§ 文書抜粋:
☆ ☆ ☆ ☆ ☆
そんな中、先日のOmloop Het Nieuwsbladで優勝した男女それぞれの選手が得られる優勝賞金の額が、性別によって大きく差があるとして問題提起された。一方で主催者側はそれに反論している。
まずは次のインスタグラムを見てほしい。
これは男子の優勝者Davide Ballerini(Deceuninck-Quick Step)と、女子の優勝者Anna van der Breggen(SD Worx)との賞金額の差を示したものだ。
Balleriniは€16000、一方でAnnnaは€930と、約17倍の差となっている。さすがに17倍となると大きな差であると言えよう。
ちなみに、今回のOmloopについては言えば男子版はレースの最上位カテゴリーであるワールドツアーの一部である。しかし、女子版のほうは1つ格下のカテゴリ―のレースとなっている。そのためレースのカテゴリーが違うのだから賞金に差があること、それ自体は普通である。
ただ問題は、完全に差をなくすのか、あるいは差があるとしてその差が適切かどうかである。そして適切かどうかを判断する基準の設定がなかなか難しい。基準ができてもそれをどう運用するのかもまた難しい。
差をなくすとしても、いきなりそれが可能なのかどうかも問題となる。
この批判を受けて、Omloopの主催者フランダース・クラシック側は失望を隠さず、また反論もしている。次のツイートを見てほしい。
Quite disappointed with all the reactions we are getting about prize money after all the financial investments we have continuously made into women’s cycling for years now. #OHN21 #OHNWomen
— Tomas Van Den Spiegel (@tomasvds) March 1, 2021
フランダース・クラシック側の主張とすれば、
- ここ数年は女子レースのほうにも投資を続けてる
- そして今年は初めて女子レースのTV放映を実現させた
- 賞金額の差をなくすことが、女子プロにおける問題の直接の解決にはならない
といったものだ。
さて、おそらく主催者側の主張の中で、今後の女子レース界を占ううえで最も重要な項目は、おそらく女子レースのTV放映であろう。
☆ ☆ ☆ ☆ ☆
§ 課題一覧:
A) 文書抜粋によると、主催者側が今年初めて実現させたことは何か答えなさい。
B) 文書抜粋の一部を、「Balleriniは€160」という語句を含む箇所から始め、「う運用するのかもまた難しい。」の後で止めて、そのまま書き写しなさい。
次のリストはここでは使わない。
☆ ☆ ☆ ☆ ☆
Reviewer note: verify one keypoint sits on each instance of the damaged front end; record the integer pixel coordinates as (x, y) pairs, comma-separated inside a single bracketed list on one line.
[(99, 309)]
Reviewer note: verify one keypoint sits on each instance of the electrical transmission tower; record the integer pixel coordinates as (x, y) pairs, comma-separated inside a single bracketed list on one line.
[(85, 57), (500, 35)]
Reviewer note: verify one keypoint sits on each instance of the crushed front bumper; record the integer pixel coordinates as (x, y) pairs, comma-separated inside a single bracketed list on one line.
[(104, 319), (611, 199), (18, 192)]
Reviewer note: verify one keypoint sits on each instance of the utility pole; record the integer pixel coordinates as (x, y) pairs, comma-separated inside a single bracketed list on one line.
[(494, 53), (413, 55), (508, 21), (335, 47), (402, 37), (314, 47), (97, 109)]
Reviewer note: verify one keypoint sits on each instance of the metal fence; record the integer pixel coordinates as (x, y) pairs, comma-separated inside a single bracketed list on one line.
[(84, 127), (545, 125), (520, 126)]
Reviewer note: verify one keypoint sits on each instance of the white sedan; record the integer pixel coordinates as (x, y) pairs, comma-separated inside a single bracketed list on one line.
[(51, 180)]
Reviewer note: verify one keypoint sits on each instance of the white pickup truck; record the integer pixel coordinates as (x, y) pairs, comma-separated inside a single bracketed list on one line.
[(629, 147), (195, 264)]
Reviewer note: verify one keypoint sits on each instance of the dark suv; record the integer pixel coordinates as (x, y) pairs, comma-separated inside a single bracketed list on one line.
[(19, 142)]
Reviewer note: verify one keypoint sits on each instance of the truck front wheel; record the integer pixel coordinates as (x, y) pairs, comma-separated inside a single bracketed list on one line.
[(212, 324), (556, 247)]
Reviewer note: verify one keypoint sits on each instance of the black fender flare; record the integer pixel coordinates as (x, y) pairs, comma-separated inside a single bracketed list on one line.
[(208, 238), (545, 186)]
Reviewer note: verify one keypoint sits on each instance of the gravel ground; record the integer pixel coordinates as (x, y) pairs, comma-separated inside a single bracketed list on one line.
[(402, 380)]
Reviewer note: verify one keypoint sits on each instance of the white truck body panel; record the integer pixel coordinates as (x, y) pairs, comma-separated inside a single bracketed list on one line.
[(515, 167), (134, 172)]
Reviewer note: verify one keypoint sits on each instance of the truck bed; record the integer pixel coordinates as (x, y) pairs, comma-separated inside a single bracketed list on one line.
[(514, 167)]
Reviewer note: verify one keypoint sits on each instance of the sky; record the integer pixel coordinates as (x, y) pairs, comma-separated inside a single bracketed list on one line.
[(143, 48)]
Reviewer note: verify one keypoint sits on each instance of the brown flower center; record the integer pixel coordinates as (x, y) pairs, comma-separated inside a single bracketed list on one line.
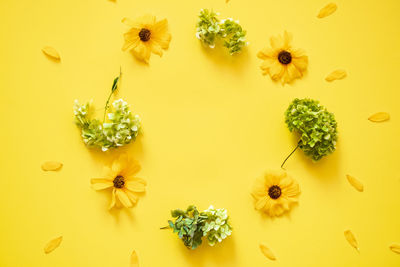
[(274, 192), (284, 57), (144, 35), (119, 181)]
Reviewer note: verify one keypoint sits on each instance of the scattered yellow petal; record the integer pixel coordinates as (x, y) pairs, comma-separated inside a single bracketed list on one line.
[(395, 248), (327, 10), (267, 252), (52, 245), (51, 166), (336, 75), (355, 183), (351, 239), (379, 117), (134, 259), (51, 52)]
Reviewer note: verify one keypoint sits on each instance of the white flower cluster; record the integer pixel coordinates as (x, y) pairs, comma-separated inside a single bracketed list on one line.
[(216, 228), (210, 29), (120, 129)]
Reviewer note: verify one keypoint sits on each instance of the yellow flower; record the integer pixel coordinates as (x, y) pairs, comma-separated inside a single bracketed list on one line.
[(120, 177), (282, 62), (275, 192), (145, 36)]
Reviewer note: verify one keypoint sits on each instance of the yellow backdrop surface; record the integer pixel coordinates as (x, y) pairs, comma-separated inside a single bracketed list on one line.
[(211, 125)]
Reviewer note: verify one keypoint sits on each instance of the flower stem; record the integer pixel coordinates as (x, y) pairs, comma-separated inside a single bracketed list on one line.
[(298, 144), (113, 89)]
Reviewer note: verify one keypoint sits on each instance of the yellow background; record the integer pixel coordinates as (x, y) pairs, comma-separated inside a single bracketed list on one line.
[(212, 124)]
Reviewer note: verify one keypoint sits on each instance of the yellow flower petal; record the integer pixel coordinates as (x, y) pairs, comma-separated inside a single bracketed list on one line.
[(123, 198), (135, 186), (267, 252), (113, 199), (134, 259), (51, 52), (131, 196), (51, 166), (327, 10), (379, 117), (100, 184), (52, 245)]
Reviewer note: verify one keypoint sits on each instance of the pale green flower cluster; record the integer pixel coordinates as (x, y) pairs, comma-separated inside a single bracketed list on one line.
[(210, 29), (216, 226), (120, 128)]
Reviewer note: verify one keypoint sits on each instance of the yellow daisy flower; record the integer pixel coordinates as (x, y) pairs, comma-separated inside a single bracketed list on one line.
[(145, 36), (274, 193), (120, 177), (282, 62)]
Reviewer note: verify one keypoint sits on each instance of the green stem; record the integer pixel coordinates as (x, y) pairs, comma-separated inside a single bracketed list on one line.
[(106, 107), (109, 97), (298, 144)]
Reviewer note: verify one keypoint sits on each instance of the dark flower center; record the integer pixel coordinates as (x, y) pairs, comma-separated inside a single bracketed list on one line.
[(119, 181), (144, 35), (285, 57), (274, 192)]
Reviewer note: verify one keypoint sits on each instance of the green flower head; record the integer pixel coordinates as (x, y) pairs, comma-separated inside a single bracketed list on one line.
[(315, 125)]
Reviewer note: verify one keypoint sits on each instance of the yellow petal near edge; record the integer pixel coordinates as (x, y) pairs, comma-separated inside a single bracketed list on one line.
[(123, 198), (100, 184)]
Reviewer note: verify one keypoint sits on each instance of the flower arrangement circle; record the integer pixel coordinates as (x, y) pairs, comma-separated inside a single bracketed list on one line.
[(317, 128), (121, 178), (281, 61), (119, 128), (146, 36), (192, 225), (210, 29), (275, 192)]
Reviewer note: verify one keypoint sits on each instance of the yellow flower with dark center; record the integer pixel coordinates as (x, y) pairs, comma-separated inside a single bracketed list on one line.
[(281, 61), (275, 192), (120, 177), (146, 36)]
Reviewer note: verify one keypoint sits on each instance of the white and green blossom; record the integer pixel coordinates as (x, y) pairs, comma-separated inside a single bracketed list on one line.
[(216, 227), (120, 128), (210, 29)]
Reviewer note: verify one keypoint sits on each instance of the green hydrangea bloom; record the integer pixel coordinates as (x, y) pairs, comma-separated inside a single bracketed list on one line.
☆ ☆ ☆ ☆ ☆
§ 解答一覧:
A) 女子レースのTV放映を初めて実現させた。

B)
Balleriniは€16000、一方でAnnnaは€930と、約17倍の差となっている。さすがに17倍となると大きな差であると言えよう。
ちなみに、今回のOmloopについては言えば男子版はレースの最上位カテゴリーであるワールドツアーの一部である。しかし、女子版のほうは1つ格下のカテゴリ―のレースとなっている。そのためレースのカテゴリーが違うのだから賞金に差があること、それ自体は普通である。
ただ問題は、完全に差をなくすのか、あるいは差があるとしてその差が適切かどうかである。そして適切かどうかを判断する基準の設定がなかなか難しい。基準ができてもそれをどう運用するのかもまた難しい。